## Begin Record list

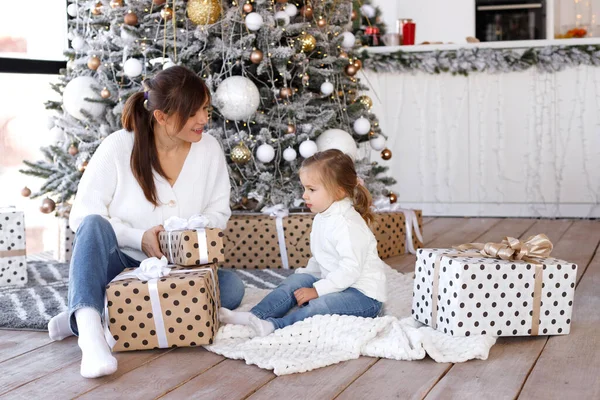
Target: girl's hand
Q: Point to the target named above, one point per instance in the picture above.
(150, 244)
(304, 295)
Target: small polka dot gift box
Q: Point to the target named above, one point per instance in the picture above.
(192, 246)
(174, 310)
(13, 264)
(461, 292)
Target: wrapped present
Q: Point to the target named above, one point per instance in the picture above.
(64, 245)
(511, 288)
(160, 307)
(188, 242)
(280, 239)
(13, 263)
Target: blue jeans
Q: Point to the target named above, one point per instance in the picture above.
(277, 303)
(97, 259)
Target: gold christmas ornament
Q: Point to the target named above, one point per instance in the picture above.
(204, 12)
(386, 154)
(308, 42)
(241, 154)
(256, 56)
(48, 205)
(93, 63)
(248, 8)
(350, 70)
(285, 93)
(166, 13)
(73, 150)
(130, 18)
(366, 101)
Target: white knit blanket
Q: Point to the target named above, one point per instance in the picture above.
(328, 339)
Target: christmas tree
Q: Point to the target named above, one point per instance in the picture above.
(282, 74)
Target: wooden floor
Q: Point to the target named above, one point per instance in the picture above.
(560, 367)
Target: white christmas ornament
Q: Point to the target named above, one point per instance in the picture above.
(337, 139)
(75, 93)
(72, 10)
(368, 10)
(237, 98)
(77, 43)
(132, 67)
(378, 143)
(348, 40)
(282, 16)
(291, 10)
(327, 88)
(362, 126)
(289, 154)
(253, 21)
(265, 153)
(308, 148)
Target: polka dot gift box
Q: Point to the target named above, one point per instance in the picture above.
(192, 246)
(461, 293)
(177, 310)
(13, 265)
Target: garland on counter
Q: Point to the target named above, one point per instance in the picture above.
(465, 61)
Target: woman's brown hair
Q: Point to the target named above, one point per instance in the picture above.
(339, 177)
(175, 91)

## End Record list
## Begin Record list

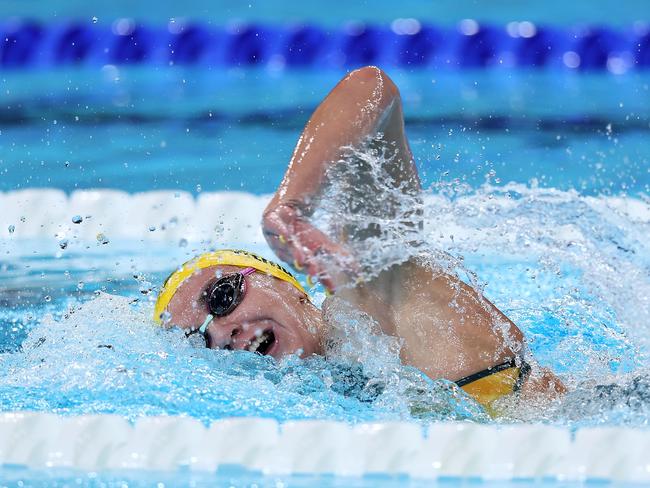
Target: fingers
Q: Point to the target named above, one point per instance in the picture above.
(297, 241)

## End Record list

◆ **Task instructions**
Please count the lines in the items above that contain the word "christmas", and reply with only that number.

◆ **Response to this exercise**
3